• **WHAT THE TASK ASKS**: Print every line of the listing below, starting with the line that holds "Target: empty gilt frame" and going on through the line that holds "Mark one point on each instance of the wooden stool", both included, and print nothing else.

• **RECORDS FOR THE TASK**:
—————
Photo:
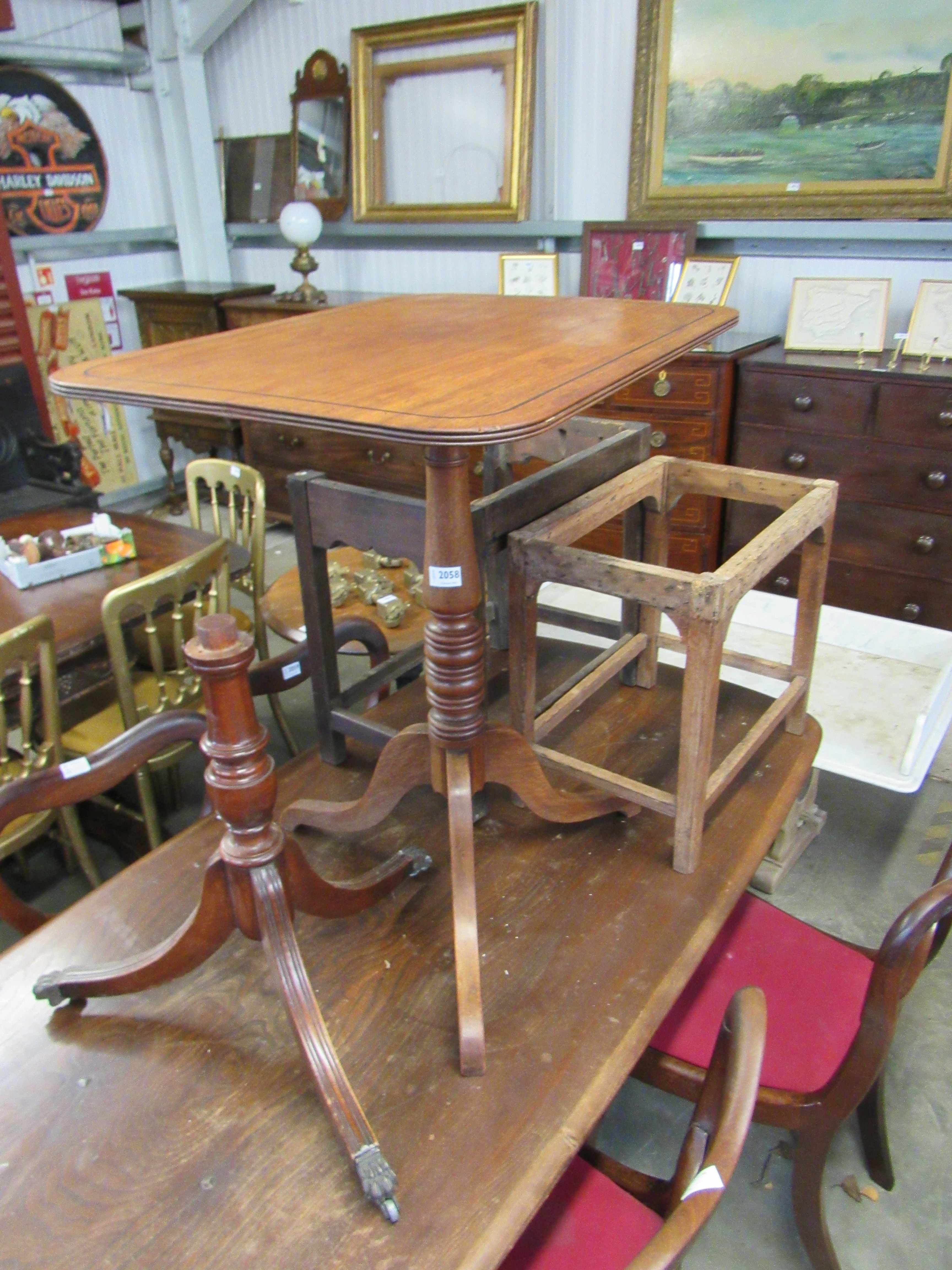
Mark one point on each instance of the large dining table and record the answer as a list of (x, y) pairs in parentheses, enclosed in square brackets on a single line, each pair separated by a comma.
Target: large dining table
[(178, 1127)]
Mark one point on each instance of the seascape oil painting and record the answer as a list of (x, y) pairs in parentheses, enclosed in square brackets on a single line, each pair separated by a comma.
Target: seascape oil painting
[(767, 92)]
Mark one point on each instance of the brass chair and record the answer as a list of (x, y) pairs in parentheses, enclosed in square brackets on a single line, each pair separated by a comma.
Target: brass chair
[(243, 489), (183, 592), (31, 646), (606, 1216)]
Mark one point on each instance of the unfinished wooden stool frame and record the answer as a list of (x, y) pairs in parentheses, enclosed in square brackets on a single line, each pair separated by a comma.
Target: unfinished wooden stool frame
[(700, 605)]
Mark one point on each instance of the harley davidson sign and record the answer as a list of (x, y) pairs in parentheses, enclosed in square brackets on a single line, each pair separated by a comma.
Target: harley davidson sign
[(54, 176)]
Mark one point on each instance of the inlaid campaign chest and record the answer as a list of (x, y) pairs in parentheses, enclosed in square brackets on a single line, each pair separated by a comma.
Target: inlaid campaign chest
[(690, 406), (886, 437)]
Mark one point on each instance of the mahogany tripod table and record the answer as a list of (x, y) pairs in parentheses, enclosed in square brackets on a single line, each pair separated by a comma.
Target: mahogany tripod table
[(450, 373), (177, 1127)]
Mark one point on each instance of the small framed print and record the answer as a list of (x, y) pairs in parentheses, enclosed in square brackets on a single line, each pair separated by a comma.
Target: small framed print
[(536, 275), (838, 316), (931, 324), (706, 280)]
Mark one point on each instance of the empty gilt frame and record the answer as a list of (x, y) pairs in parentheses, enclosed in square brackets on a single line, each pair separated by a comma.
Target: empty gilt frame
[(504, 44)]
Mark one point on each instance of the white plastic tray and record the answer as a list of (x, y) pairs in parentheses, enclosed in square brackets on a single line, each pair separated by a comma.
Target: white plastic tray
[(881, 689)]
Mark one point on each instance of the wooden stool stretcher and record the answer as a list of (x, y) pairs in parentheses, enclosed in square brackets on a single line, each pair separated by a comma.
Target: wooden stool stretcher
[(700, 605), (256, 881)]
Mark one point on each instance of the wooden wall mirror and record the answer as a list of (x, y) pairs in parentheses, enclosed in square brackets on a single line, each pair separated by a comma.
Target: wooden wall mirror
[(443, 117), (320, 135)]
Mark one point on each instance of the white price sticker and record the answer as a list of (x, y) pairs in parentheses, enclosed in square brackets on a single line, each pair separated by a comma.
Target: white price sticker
[(709, 1179), (447, 576), (74, 768)]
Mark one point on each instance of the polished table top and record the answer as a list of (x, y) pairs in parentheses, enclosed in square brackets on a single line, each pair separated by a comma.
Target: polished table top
[(180, 1128), (443, 369), (75, 604)]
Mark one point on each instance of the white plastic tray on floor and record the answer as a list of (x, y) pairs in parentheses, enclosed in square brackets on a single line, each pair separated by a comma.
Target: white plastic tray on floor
[(881, 689)]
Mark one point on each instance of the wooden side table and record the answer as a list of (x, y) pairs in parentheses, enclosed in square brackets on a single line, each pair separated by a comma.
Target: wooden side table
[(447, 373), (168, 313)]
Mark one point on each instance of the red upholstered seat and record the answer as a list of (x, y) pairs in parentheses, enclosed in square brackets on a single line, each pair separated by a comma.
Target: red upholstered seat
[(587, 1222), (814, 989)]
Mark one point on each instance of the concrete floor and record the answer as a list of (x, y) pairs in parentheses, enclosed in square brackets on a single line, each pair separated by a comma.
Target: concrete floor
[(878, 851)]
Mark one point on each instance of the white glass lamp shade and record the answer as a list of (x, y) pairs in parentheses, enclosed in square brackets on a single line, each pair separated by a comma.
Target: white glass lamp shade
[(301, 224)]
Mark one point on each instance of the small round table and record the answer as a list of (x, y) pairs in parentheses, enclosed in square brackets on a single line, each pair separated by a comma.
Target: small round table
[(283, 611)]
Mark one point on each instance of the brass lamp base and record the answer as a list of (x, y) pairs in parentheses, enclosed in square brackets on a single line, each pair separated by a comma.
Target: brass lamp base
[(305, 263)]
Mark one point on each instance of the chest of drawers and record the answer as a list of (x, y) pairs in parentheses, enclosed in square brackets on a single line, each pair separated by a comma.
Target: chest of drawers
[(688, 407), (886, 437)]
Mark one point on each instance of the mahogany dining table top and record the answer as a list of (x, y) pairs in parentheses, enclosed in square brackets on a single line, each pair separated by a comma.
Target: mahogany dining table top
[(178, 1127), (75, 604), (451, 370)]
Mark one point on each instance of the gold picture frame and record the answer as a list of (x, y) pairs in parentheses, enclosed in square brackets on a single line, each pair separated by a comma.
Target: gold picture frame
[(702, 285), (504, 45), (730, 147), (530, 274), (838, 316), (931, 324)]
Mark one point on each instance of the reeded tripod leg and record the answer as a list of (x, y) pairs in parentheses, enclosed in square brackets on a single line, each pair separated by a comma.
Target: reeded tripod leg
[(192, 944), (351, 1124), (466, 944), (511, 761), (403, 765), (310, 893)]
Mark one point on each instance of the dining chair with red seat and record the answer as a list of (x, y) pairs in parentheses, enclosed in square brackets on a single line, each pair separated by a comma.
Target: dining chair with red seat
[(605, 1216), (833, 1009)]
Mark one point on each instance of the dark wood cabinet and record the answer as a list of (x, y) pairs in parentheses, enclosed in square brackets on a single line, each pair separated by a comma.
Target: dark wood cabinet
[(690, 406), (886, 437), (182, 310)]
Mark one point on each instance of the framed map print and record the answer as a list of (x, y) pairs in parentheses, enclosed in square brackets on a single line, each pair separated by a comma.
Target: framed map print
[(838, 316), (931, 324), (706, 280), (531, 275), (791, 108)]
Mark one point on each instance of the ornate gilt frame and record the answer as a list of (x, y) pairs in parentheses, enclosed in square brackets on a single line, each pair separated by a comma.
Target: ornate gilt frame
[(521, 21), (834, 200)]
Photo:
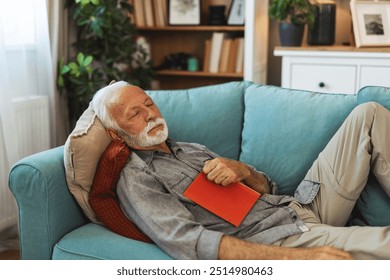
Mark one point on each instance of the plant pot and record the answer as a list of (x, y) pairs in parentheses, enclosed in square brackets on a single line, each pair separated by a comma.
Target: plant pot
[(291, 34)]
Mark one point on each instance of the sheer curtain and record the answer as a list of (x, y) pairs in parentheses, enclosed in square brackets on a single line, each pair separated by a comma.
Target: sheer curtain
[(26, 69)]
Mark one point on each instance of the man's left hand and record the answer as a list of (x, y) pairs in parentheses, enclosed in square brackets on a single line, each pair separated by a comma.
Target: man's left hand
[(225, 171)]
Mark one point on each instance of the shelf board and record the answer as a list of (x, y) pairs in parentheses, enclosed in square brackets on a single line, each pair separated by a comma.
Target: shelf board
[(198, 74), (194, 28)]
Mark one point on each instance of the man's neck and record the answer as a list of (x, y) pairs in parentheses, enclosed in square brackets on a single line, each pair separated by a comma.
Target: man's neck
[(163, 147)]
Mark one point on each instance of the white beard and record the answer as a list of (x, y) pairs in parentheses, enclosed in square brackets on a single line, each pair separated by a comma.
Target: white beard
[(143, 139)]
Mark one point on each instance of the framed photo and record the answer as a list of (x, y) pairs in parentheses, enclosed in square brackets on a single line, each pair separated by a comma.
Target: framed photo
[(371, 24), (237, 13), (184, 12)]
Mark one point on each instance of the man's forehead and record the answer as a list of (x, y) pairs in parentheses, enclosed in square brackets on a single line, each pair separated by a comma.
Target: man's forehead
[(131, 96)]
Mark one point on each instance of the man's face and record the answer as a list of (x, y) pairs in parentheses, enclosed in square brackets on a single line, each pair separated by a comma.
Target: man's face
[(140, 120)]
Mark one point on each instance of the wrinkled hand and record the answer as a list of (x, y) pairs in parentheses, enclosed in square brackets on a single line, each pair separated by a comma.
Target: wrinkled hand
[(323, 253), (224, 171)]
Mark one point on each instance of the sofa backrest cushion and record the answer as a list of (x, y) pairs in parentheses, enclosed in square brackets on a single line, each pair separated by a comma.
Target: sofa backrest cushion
[(209, 115), (285, 130)]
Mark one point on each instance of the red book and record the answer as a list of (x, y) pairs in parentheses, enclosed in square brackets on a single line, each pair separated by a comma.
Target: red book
[(231, 203)]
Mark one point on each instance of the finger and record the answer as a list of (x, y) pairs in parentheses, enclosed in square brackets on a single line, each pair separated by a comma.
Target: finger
[(208, 166)]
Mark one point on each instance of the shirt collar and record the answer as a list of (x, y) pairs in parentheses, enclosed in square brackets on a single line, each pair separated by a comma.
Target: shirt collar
[(147, 156)]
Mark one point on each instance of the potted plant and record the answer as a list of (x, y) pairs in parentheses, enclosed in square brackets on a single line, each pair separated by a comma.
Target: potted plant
[(293, 16), (106, 49)]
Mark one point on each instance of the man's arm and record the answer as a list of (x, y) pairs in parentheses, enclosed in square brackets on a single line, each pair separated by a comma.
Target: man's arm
[(232, 248), (225, 171)]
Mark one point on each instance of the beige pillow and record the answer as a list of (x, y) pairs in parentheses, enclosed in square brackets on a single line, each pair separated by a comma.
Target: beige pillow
[(82, 152)]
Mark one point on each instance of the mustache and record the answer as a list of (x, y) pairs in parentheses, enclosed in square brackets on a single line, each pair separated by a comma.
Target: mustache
[(153, 124)]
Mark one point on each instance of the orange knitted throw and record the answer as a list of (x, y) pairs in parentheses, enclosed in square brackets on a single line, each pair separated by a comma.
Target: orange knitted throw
[(103, 197)]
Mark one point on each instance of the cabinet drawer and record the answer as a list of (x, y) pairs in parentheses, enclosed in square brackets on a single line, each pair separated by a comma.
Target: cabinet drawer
[(375, 76), (324, 78)]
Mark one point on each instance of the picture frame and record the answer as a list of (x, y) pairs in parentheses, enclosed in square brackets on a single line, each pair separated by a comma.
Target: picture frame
[(371, 23), (237, 13), (184, 12)]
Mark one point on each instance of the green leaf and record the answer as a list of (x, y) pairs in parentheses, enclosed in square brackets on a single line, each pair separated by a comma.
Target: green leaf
[(88, 60), (65, 69), (80, 58)]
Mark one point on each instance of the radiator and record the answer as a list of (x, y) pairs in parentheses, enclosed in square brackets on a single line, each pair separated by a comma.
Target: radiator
[(32, 126)]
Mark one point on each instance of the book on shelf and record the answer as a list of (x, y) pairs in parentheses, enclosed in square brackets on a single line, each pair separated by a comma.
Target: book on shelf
[(223, 63), (231, 67), (139, 18), (216, 49), (223, 54), (240, 56), (150, 13), (149, 17), (206, 57), (160, 12)]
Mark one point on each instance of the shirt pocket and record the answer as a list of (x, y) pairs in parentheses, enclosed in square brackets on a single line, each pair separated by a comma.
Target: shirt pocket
[(178, 184), (306, 191)]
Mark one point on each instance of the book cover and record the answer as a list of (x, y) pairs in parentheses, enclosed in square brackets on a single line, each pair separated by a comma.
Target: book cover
[(240, 56), (215, 52), (223, 63), (206, 59), (231, 203)]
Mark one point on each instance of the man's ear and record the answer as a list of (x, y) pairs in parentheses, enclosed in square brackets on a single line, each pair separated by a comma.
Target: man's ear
[(114, 135)]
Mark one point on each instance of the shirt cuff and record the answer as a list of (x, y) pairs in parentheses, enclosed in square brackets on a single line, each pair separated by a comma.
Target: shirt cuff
[(208, 245)]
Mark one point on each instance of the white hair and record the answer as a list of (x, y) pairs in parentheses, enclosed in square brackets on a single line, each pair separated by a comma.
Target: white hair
—————
• **YOUR SOLUTION**:
Target: empty gilt frame
[(504, 44)]
Mark one point on each instance of the white plastic tray and record the answer as a list of (x, y) pairs in parentheses, enclosed in square brackets on a single line, each pair separated by a comma.
Target: white plastic tray
[(881, 689)]
Mark one point on each instance of the wooden stool stretcher and record the answer as a list of (x, y) pairs in parentheses, enclosed in square brackets on a single line, each pair separated by a comma.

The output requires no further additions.